▸ **GIVEN TASK**
Transcribe only the part of the listing below that begins at the line containing "head in the image above." and runs to its final line, keeping both ends.

▸ **RAW DATA**
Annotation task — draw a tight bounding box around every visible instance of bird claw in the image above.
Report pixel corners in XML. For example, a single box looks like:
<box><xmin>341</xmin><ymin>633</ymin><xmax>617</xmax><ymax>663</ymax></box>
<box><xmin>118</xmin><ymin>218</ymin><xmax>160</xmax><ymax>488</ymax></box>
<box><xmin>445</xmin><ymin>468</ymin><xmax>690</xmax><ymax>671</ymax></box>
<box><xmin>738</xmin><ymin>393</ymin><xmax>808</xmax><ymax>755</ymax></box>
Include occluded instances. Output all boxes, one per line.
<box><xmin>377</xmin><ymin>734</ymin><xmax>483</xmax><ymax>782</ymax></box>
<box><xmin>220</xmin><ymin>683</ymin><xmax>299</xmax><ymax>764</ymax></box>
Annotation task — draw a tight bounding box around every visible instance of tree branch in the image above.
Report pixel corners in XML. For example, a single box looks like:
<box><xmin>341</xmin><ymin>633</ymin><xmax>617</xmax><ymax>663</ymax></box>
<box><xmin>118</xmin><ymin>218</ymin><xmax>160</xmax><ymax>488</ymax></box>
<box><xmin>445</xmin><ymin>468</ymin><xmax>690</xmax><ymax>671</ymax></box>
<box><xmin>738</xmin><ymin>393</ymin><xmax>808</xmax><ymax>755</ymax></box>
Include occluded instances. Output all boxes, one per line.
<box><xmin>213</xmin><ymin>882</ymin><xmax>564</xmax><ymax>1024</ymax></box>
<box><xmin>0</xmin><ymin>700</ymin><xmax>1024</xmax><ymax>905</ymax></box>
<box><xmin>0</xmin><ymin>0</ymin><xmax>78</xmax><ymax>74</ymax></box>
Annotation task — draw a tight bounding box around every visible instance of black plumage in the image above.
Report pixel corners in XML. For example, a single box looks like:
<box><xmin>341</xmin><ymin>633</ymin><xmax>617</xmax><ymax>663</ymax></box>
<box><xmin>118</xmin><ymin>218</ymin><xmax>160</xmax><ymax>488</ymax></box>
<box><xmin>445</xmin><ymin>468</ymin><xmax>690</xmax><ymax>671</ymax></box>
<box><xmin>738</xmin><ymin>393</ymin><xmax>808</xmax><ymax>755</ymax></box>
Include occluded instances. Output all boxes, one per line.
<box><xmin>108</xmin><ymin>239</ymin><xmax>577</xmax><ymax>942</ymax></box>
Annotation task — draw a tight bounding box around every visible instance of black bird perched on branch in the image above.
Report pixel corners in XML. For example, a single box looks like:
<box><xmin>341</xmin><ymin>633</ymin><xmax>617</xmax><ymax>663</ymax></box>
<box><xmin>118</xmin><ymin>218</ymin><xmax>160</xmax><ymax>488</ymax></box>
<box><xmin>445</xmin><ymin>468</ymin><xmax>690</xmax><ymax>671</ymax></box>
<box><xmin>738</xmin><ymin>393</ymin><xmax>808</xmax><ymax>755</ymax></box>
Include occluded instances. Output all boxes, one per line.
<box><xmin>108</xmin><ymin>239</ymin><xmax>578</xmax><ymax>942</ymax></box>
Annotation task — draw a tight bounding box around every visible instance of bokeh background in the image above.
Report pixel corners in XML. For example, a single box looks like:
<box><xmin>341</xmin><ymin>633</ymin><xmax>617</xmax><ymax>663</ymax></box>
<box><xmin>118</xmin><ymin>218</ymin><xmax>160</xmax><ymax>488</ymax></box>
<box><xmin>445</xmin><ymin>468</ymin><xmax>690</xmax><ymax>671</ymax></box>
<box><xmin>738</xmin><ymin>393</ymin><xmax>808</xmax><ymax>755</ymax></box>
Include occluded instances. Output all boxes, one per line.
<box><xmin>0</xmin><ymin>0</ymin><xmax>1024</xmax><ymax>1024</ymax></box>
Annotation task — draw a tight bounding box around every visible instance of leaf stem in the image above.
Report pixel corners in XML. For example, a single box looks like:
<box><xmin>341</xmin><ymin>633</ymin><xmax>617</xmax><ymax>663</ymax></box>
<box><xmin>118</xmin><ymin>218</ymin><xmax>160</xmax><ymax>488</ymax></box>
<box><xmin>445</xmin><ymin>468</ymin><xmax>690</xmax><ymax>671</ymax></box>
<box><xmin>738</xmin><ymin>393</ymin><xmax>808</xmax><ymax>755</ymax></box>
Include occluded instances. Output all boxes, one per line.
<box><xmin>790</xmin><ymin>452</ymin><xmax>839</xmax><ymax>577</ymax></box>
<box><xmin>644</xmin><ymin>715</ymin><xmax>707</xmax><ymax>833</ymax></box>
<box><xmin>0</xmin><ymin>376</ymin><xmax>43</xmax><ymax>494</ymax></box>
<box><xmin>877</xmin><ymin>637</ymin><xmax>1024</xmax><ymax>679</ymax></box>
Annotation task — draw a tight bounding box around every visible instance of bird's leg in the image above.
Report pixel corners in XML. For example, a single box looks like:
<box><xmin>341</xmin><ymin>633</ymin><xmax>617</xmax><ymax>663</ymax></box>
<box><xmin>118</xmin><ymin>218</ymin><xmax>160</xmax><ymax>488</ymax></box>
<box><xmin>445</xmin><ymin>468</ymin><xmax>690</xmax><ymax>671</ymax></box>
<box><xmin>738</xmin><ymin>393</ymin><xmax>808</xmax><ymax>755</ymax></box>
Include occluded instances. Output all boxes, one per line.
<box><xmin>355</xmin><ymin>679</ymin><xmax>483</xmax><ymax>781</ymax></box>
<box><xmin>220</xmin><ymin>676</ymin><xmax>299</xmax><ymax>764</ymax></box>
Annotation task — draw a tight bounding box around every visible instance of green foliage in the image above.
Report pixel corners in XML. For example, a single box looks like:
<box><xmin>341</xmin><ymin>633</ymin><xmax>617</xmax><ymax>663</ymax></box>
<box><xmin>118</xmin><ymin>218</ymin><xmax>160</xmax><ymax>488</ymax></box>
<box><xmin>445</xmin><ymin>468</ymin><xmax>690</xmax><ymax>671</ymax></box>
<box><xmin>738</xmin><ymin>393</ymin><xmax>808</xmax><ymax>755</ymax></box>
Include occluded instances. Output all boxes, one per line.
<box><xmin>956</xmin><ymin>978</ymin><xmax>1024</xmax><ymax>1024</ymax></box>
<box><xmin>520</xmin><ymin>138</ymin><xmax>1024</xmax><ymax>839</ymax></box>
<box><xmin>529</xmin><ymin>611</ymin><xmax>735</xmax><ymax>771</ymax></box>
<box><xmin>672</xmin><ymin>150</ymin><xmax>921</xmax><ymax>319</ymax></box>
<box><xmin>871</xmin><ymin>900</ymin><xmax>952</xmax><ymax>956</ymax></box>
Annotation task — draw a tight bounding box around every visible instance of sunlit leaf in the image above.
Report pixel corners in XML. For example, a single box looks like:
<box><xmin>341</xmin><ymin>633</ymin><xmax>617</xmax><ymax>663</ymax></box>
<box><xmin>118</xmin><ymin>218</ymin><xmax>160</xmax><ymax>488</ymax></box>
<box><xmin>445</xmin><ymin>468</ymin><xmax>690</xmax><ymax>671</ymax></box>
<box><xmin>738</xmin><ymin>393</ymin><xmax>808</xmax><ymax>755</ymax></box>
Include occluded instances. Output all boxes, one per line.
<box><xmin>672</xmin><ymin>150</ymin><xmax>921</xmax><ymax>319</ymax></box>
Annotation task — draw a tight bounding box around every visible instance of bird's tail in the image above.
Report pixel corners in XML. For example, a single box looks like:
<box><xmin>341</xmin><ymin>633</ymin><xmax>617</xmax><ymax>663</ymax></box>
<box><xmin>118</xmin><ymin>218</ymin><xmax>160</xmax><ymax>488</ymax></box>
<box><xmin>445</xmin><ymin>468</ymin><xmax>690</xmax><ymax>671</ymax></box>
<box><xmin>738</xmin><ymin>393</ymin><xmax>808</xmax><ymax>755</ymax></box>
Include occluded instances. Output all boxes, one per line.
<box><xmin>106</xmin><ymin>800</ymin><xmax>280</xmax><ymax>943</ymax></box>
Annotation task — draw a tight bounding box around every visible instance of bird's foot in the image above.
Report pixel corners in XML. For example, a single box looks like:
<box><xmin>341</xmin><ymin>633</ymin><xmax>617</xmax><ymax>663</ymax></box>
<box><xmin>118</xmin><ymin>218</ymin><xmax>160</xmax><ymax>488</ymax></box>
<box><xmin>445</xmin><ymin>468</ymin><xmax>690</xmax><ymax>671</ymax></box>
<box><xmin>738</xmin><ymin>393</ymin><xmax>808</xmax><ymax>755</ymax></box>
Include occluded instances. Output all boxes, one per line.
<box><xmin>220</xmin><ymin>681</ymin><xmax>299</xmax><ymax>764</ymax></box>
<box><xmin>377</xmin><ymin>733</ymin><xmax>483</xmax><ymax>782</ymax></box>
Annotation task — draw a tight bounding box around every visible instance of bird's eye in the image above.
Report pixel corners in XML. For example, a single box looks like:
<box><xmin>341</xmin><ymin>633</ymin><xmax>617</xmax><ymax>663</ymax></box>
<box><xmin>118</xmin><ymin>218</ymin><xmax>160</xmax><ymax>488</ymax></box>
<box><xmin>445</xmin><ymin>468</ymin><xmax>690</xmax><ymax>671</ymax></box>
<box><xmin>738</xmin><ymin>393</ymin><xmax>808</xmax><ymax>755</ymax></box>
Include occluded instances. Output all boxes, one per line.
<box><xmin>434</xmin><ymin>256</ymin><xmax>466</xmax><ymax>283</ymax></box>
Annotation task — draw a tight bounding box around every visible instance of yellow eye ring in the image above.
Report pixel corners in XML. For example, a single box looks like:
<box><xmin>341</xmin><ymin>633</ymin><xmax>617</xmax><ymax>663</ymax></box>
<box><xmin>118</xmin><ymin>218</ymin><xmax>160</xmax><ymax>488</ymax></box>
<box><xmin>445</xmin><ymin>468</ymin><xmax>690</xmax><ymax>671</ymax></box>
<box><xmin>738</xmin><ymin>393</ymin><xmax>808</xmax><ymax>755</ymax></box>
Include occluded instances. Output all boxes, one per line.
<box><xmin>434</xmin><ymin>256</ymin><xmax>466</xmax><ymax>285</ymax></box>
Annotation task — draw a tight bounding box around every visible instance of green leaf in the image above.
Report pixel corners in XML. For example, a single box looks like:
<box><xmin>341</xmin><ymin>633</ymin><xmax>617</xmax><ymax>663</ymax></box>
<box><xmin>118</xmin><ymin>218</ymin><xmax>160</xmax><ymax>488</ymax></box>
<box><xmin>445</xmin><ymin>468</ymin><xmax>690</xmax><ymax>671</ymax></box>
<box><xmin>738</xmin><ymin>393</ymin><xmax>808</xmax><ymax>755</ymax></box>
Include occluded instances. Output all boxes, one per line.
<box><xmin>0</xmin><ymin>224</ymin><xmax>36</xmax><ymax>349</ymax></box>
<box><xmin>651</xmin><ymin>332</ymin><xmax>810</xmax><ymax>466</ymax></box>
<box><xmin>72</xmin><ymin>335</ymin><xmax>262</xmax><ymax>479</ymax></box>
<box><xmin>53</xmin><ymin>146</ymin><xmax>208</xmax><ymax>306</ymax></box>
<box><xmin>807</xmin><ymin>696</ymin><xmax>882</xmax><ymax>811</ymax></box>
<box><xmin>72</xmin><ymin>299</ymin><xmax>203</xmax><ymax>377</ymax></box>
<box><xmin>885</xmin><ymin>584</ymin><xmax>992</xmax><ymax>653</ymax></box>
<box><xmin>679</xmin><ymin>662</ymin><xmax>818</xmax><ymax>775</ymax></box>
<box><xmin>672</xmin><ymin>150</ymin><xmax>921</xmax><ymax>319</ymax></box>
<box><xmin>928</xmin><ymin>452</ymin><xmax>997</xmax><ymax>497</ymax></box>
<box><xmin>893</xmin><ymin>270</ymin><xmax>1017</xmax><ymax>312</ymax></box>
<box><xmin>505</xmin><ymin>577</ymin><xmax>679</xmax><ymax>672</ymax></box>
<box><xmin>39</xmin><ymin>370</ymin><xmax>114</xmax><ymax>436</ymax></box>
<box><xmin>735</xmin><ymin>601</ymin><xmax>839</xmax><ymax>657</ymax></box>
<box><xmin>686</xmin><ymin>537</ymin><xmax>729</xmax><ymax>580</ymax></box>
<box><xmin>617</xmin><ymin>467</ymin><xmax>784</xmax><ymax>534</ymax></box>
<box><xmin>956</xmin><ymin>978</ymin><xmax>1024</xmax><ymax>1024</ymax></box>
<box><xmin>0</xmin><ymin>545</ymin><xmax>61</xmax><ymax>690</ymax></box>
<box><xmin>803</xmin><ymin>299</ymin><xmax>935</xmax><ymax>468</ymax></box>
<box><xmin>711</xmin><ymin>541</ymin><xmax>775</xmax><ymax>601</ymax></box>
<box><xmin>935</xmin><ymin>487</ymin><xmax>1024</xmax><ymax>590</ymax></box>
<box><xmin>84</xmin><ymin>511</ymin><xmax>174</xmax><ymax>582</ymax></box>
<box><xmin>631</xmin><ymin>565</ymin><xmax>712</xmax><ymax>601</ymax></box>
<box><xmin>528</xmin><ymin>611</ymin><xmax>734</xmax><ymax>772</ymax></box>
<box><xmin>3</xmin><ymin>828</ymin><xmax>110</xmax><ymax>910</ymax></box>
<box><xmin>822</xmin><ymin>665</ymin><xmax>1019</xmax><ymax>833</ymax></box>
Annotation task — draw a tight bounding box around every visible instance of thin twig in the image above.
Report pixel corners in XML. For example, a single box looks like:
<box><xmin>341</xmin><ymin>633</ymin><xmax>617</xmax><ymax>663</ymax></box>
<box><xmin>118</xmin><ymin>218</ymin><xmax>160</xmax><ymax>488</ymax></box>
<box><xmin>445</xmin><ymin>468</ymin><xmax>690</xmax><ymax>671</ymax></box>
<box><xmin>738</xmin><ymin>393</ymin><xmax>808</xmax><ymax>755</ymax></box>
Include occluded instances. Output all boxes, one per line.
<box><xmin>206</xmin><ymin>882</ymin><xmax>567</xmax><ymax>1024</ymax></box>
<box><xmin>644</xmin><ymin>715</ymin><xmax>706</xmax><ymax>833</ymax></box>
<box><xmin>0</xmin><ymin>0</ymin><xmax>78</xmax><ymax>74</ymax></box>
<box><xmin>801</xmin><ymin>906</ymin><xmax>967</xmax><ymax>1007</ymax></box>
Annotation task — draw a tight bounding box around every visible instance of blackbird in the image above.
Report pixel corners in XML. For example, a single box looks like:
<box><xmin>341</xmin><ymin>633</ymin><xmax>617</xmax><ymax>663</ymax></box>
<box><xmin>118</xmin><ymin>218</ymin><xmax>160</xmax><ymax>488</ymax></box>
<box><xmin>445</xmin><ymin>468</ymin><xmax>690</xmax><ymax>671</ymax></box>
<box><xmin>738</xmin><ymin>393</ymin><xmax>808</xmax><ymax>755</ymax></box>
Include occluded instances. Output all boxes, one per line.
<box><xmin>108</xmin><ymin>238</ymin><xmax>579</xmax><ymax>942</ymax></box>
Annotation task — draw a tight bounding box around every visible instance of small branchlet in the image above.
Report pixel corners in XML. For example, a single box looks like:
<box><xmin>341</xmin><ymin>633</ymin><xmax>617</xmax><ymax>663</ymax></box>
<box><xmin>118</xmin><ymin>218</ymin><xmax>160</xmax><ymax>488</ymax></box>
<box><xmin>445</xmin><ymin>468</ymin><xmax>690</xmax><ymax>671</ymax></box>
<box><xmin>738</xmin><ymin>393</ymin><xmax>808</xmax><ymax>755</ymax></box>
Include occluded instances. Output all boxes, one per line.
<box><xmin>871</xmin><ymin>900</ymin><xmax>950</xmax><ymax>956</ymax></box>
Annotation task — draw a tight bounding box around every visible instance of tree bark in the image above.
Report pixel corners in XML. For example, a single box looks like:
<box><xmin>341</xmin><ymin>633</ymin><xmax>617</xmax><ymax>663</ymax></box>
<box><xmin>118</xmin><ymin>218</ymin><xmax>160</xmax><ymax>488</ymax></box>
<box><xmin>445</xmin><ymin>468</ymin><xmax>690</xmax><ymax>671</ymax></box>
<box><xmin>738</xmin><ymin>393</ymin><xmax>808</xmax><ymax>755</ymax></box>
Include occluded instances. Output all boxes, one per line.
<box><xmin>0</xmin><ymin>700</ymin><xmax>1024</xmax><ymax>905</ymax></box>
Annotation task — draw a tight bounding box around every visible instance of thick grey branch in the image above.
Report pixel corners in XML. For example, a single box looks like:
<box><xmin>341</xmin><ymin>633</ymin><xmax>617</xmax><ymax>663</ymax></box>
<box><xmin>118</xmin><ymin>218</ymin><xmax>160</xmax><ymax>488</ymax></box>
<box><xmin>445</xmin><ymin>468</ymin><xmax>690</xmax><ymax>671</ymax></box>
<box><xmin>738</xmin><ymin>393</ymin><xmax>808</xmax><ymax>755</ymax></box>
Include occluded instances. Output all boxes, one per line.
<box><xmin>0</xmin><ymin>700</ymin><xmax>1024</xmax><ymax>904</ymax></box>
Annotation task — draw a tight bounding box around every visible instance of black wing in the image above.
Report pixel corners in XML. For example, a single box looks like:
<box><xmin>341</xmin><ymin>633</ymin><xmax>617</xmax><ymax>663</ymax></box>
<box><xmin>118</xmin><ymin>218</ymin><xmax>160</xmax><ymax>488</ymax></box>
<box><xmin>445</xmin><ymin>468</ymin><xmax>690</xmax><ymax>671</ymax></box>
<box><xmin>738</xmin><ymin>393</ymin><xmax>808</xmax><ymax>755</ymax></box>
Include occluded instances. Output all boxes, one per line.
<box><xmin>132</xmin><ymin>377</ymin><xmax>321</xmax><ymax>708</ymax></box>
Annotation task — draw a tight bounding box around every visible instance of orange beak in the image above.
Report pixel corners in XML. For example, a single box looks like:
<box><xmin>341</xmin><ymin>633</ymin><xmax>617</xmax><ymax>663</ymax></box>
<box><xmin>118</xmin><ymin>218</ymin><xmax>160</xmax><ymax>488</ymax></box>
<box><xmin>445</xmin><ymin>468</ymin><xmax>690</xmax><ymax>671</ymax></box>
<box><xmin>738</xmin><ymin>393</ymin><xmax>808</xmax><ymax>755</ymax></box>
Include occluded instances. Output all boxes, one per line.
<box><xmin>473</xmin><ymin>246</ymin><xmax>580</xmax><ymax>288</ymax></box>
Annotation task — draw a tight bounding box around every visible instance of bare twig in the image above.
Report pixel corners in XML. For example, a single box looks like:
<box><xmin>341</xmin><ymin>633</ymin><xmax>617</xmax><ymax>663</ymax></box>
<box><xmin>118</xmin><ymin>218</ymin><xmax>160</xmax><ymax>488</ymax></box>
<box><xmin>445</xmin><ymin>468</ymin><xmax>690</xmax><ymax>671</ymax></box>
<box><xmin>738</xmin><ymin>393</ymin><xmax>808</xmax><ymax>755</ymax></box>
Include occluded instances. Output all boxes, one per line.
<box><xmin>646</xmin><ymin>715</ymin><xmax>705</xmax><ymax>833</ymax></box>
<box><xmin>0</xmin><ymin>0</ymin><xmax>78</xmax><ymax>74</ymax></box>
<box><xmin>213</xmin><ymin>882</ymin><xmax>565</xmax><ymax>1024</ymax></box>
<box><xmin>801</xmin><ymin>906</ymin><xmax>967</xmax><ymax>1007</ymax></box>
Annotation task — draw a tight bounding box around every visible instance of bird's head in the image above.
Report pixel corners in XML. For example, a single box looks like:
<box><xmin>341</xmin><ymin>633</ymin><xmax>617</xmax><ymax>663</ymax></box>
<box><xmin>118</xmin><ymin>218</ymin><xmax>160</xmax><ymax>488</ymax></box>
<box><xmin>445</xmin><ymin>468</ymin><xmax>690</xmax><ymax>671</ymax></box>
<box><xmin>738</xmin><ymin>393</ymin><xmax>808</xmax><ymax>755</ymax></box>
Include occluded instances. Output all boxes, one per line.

▸ **ANSWER TO THIS EXERCISE**
Annotation task — draw a tight bounding box around every visible instance of bird's head in the image above.
Report pixel corners in XML. For example, a single box looks like:
<box><xmin>341</xmin><ymin>633</ymin><xmax>617</xmax><ymax>663</ymax></box>
<box><xmin>118</xmin><ymin>218</ymin><xmax>160</xmax><ymax>488</ymax></box>
<box><xmin>445</xmin><ymin>468</ymin><xmax>690</xmax><ymax>671</ymax></box>
<box><xmin>738</xmin><ymin>393</ymin><xmax>808</xmax><ymax>755</ymax></box>
Include occluded instances. Output all boxes, one per line.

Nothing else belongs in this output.